• **Data section**
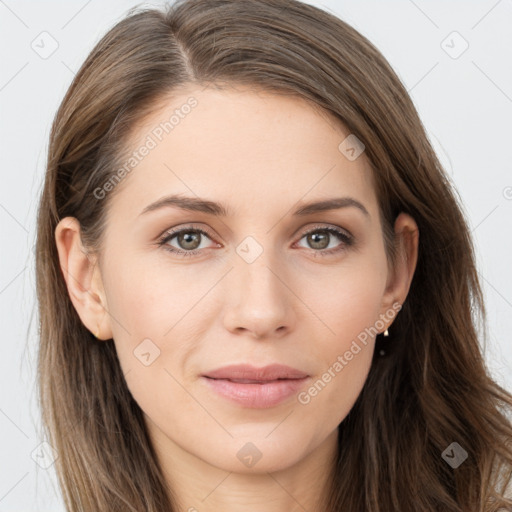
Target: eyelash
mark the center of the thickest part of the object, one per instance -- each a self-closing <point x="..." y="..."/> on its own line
<point x="169" y="235"/>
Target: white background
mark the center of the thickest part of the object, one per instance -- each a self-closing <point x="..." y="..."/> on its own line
<point x="465" y="104"/>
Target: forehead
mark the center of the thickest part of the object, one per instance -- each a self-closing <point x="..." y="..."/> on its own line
<point x="245" y="148"/>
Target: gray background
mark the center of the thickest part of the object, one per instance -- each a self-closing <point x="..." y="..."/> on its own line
<point x="464" y="99"/>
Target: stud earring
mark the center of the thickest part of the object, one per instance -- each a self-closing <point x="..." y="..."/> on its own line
<point x="382" y="351"/>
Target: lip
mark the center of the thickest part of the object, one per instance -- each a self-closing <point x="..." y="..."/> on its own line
<point x="254" y="387"/>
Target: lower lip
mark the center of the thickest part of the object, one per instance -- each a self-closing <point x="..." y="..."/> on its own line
<point x="257" y="396"/>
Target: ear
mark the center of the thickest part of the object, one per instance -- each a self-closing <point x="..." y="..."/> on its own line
<point x="400" y="276"/>
<point x="83" y="279"/>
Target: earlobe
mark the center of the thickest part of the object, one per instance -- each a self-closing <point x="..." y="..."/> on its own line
<point x="83" y="279"/>
<point x="400" y="277"/>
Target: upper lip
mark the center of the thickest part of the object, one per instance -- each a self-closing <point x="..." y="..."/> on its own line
<point x="266" y="373"/>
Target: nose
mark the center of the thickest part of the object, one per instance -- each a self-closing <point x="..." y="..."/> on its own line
<point x="260" y="302"/>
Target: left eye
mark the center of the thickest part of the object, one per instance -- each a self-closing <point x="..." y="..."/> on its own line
<point x="189" y="241"/>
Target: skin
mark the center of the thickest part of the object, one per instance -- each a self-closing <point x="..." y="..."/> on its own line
<point x="259" y="154"/>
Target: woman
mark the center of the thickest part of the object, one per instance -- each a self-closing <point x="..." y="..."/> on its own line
<point x="256" y="286"/>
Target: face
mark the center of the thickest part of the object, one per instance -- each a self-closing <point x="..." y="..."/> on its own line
<point x="258" y="282"/>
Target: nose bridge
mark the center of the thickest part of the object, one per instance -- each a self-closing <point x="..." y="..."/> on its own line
<point x="259" y="302"/>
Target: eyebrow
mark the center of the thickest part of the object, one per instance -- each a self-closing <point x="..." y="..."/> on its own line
<point x="197" y="204"/>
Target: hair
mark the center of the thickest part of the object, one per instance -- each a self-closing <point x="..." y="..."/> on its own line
<point x="431" y="389"/>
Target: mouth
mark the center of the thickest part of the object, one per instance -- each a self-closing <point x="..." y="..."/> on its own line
<point x="255" y="393"/>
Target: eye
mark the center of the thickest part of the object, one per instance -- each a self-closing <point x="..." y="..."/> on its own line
<point x="319" y="238"/>
<point x="189" y="240"/>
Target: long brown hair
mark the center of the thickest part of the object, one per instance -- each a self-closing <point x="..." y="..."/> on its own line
<point x="431" y="390"/>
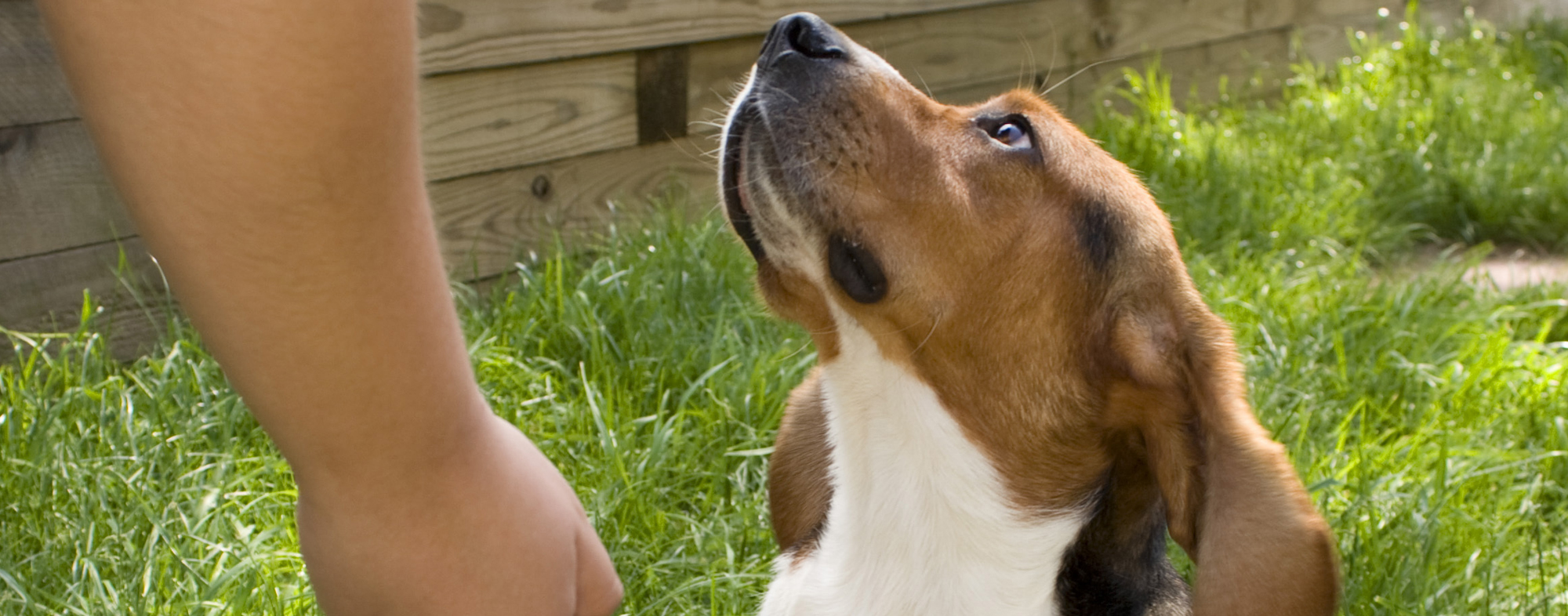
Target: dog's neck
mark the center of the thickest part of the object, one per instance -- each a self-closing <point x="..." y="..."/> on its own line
<point x="920" y="521"/>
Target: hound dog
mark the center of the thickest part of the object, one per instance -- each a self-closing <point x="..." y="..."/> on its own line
<point x="1022" y="391"/>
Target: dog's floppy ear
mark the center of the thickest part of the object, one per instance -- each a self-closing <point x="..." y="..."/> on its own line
<point x="1232" y="496"/>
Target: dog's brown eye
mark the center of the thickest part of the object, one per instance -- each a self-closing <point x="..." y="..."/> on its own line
<point x="1011" y="136"/>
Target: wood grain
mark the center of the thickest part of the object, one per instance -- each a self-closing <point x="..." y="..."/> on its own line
<point x="459" y="35"/>
<point x="32" y="87"/>
<point x="487" y="222"/>
<point x="493" y="120"/>
<point x="54" y="194"/>
<point x="46" y="292"/>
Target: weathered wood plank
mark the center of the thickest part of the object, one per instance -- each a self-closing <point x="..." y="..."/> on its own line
<point x="501" y="118"/>
<point x="54" y="194"/>
<point x="1127" y="27"/>
<point x="45" y="294"/>
<point x="32" y="87"/>
<point x="662" y="93"/>
<point x="485" y="222"/>
<point x="459" y="35"/>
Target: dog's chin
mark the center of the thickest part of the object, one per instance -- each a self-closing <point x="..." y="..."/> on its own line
<point x="733" y="178"/>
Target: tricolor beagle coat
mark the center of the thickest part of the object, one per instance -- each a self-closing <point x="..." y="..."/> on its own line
<point x="1022" y="391"/>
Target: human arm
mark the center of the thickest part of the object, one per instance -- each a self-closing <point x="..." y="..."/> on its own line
<point x="269" y="154"/>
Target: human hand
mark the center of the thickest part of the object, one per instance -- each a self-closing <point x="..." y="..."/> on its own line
<point x="490" y="531"/>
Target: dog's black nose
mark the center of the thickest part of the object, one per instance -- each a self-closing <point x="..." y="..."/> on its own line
<point x="807" y="35"/>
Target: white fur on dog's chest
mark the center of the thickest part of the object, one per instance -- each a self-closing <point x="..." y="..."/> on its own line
<point x="920" y="523"/>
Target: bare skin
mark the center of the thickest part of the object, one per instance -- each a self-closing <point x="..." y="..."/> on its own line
<point x="269" y="151"/>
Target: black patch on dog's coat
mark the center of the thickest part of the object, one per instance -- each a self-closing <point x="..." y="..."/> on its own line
<point x="1098" y="233"/>
<point x="1117" y="567"/>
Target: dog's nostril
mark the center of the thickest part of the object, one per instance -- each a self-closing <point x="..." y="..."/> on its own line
<point x="811" y="38"/>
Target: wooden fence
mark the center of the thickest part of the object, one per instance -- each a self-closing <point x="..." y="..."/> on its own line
<point x="557" y="117"/>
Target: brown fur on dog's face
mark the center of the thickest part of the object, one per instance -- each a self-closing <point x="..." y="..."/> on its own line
<point x="1037" y="291"/>
<point x="1011" y="258"/>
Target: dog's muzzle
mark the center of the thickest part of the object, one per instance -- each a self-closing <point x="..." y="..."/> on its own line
<point x="794" y="73"/>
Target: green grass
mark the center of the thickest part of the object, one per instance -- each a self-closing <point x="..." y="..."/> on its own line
<point x="1426" y="415"/>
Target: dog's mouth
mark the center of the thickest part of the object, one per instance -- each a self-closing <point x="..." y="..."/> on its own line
<point x="733" y="176"/>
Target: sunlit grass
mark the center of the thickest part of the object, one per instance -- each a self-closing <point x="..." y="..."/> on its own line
<point x="1426" y="415"/>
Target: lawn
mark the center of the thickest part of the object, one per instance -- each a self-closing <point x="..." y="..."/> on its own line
<point x="1425" y="413"/>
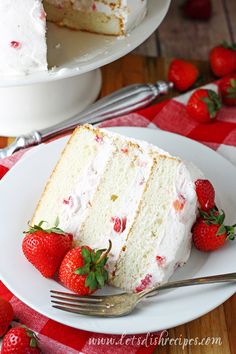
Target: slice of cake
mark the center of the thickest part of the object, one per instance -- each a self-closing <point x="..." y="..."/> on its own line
<point x="22" y="44"/>
<point x="113" y="17"/>
<point x="109" y="187"/>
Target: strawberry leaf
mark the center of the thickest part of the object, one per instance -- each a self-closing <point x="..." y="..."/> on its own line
<point x="55" y="229"/>
<point x="33" y="343"/>
<point x="57" y="221"/>
<point x="226" y="45"/>
<point x="100" y="278"/>
<point x="221" y="230"/>
<point x="94" y="262"/>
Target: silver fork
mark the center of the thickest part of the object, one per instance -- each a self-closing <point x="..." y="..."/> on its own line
<point x="123" y="304"/>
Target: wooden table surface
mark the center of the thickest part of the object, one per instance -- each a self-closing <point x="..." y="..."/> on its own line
<point x="220" y="322"/>
<point x="180" y="37"/>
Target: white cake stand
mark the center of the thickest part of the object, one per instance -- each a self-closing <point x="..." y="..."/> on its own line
<point x="74" y="81"/>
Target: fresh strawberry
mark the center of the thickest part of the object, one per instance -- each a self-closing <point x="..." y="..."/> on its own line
<point x="223" y="59"/>
<point x="82" y="270"/>
<point x="6" y="316"/>
<point x="183" y="74"/>
<point x="205" y="194"/>
<point x="227" y="88"/>
<point x="3" y="171"/>
<point x="46" y="248"/>
<point x="209" y="232"/>
<point x="20" y="340"/>
<point x="197" y="9"/>
<point x="203" y="105"/>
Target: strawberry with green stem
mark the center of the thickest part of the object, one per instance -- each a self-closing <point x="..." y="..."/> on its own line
<point x="46" y="247"/>
<point x="210" y="232"/>
<point x="83" y="269"/>
<point x="203" y="105"/>
<point x="20" y="340"/>
<point x="223" y="59"/>
<point x="6" y="316"/>
<point x="227" y="87"/>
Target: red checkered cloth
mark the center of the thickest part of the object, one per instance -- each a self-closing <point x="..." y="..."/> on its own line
<point x="169" y="115"/>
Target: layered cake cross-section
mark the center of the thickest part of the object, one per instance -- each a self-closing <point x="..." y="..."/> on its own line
<point x="110" y="187"/>
<point x="23" y="44"/>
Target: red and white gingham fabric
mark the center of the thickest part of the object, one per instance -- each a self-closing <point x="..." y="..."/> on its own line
<point x="169" y="115"/>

• **Given problem**
Transcribe the lines from the one containing "Target: layered cake cross-section" through the end of the entries, without any changes, starting at that line and ending at the last line of the entries.

• **Exercise answer**
Target: layered cake cross-section
mark the center of the thickest part of the object, one per instance -- each a self-closing <point x="..." y="..."/> on its own line
<point x="110" y="187"/>
<point x="23" y="44"/>
Target: red and white gingham fabric
mark the center of the thickest part of the object, one per instance -- each a self-closing <point x="..." y="..."/> on its own line
<point x="169" y="115"/>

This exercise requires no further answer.